- [What is needed] Please give the listing again, word for word, with nothing left out.

───── Material shown

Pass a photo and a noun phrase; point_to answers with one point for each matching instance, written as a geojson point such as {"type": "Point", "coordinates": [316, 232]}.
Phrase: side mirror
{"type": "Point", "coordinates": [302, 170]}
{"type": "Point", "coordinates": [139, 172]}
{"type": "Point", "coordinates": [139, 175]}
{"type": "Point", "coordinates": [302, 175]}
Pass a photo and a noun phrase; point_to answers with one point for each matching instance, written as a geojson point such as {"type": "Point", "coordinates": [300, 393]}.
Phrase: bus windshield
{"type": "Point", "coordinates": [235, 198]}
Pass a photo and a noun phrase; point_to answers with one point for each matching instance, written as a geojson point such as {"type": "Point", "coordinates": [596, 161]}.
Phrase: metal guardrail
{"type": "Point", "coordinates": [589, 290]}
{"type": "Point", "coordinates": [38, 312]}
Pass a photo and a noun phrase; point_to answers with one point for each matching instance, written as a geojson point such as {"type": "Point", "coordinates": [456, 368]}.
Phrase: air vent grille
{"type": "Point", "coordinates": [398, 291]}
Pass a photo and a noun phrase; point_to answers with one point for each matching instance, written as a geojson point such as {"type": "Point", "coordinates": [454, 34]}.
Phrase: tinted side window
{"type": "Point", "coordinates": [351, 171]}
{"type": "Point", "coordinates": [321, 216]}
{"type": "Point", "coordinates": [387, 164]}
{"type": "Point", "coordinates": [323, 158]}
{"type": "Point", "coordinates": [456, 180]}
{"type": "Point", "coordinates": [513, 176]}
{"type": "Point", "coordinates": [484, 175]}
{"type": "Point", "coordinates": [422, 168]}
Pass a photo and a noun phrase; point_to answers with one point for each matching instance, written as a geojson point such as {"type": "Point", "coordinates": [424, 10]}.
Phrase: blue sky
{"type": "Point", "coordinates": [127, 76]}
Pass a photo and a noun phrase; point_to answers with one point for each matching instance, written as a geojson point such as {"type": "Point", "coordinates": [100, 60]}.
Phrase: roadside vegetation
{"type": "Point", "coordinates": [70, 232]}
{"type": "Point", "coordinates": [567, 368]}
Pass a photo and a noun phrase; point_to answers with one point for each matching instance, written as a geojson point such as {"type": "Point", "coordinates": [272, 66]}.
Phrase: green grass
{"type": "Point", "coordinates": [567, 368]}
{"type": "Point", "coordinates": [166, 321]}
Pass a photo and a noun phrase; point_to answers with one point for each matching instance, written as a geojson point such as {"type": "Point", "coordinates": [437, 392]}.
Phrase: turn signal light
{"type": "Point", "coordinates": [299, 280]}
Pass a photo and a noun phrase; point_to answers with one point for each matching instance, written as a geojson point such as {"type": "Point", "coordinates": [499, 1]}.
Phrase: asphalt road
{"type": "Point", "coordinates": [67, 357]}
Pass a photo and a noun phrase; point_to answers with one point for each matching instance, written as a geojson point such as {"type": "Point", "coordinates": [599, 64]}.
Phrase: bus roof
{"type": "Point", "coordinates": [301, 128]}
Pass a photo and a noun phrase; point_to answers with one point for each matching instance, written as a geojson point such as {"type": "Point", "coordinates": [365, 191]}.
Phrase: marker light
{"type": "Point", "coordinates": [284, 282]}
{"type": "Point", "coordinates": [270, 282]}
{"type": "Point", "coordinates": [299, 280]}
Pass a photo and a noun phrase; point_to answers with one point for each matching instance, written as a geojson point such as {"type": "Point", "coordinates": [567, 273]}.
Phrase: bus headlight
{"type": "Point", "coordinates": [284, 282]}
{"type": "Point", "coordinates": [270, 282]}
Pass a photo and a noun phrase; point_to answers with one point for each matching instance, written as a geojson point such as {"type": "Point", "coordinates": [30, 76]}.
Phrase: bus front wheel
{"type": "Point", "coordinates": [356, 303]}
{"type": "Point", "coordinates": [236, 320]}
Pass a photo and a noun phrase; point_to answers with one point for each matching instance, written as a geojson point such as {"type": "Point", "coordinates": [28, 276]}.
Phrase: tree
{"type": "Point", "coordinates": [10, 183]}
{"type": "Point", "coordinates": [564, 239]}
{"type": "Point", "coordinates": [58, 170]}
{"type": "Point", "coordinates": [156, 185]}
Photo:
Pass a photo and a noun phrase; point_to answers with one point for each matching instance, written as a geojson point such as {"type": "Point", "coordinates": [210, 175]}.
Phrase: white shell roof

──────────

- [The reply]
Pass a photo and a noun phrase; point_to answers with one point for each matching instance, written as a geojson point such as {"type": "Point", "coordinates": [316, 232]}.
Phrase: side mirror
{"type": "Point", "coordinates": [302, 170]}
{"type": "Point", "coordinates": [139, 172]}
{"type": "Point", "coordinates": [139, 175]}
{"type": "Point", "coordinates": [302, 175]}
Pass a photo and a noun phrase; point_to answers with one point for each matching instance, written as a geojson point such as {"type": "Point", "coordinates": [300, 393]}.
Phrase: bus windshield
{"type": "Point", "coordinates": [235, 198]}
Pass a photo and a noun phrase; point_to answers with one point for each matching instance, written as a geojson point such as {"type": "Point", "coordinates": [596, 161]}.
Phrase: metal guardrail
{"type": "Point", "coordinates": [589, 290]}
{"type": "Point", "coordinates": [38, 312]}
Pass a photo and a noun phrase; point_to answers with one point for each matching instance, written as a geojson point such as {"type": "Point", "coordinates": [456, 368]}.
Phrase: air vent grille
{"type": "Point", "coordinates": [398, 291]}
Pass a photo and a noun phrase; point_to answers with one point for each matching instance, written as a geojson point such as {"type": "Point", "coordinates": [454, 34]}.
Phrase: tinted side window
{"type": "Point", "coordinates": [351, 171]}
{"type": "Point", "coordinates": [321, 216]}
{"type": "Point", "coordinates": [387, 164]}
{"type": "Point", "coordinates": [323, 158]}
{"type": "Point", "coordinates": [456, 180]}
{"type": "Point", "coordinates": [513, 176]}
{"type": "Point", "coordinates": [484, 175]}
{"type": "Point", "coordinates": [422, 168]}
Pass a photo and a noun phrase; point_to answers with one point for each matching instance, written as a geojson point such as {"type": "Point", "coordinates": [424, 10]}.
Phrase: blue sky
{"type": "Point", "coordinates": [127, 76]}
Pass a photo and a noun phrase; point_to answers with one point for each matching instance, written as a geojson point such as {"type": "Point", "coordinates": [100, 60]}.
Phrase: roadside vegetation
{"type": "Point", "coordinates": [70, 232]}
{"type": "Point", "coordinates": [567, 368]}
Pass a photo and a noun phrase; point_to answers with one point for each matching instance, written as a geojson point such as {"type": "Point", "coordinates": [272, 66]}.
Phrase: green grass
{"type": "Point", "coordinates": [567, 368]}
{"type": "Point", "coordinates": [166, 321]}
Pass a photo and a noun phrase; point_to answers with one point for each matching instance, written as a geojson point such as {"type": "Point", "coordinates": [437, 392]}.
Phrase: turn signal light
{"type": "Point", "coordinates": [299, 280]}
Pass a photo and a noun phrase; point_to answers with one point for each matching instance, written as a geojson point such as {"type": "Point", "coordinates": [499, 1]}.
Phrase: asphalt road
{"type": "Point", "coordinates": [67, 357]}
Pass a photo and a noun phrase; point_to answers with one point for each matching instance, written as a geojson point such as {"type": "Point", "coordinates": [599, 64]}.
Phrase: bus roof
{"type": "Point", "coordinates": [301, 128]}
Pass a photo and a noun phrase; point_to answers with one point for each matching instance, written as a geojson point such as {"type": "Point", "coordinates": [365, 191]}.
Phrase: marker light
{"type": "Point", "coordinates": [284, 282]}
{"type": "Point", "coordinates": [270, 282]}
{"type": "Point", "coordinates": [299, 280]}
Pass a photo and a noun phrase; point_to answers with one point for each matching instance, written as a geojson point such as {"type": "Point", "coordinates": [567, 273]}.
Phrase: bus headlight
{"type": "Point", "coordinates": [284, 282]}
{"type": "Point", "coordinates": [270, 282]}
Pass a photo and a noun phrase; point_to answers with one point for each matching instance, written as a geojson point such as {"type": "Point", "coordinates": [30, 76]}.
Phrase: bus front wheel
{"type": "Point", "coordinates": [356, 303]}
{"type": "Point", "coordinates": [236, 320]}
Pass a photo and a noun phrase; point_to answers with one point for each matching instance, written as a geojson point such as {"type": "Point", "coordinates": [28, 276]}.
Phrase: tree
{"type": "Point", "coordinates": [10, 183]}
{"type": "Point", "coordinates": [564, 239]}
{"type": "Point", "coordinates": [58, 170]}
{"type": "Point", "coordinates": [156, 185]}
Photo:
Pass a photo and a noun phrase; point_to answers with one point for each matching instance, written as a geojson point such as {"type": "Point", "coordinates": [210, 175]}.
Phrase: white shell roof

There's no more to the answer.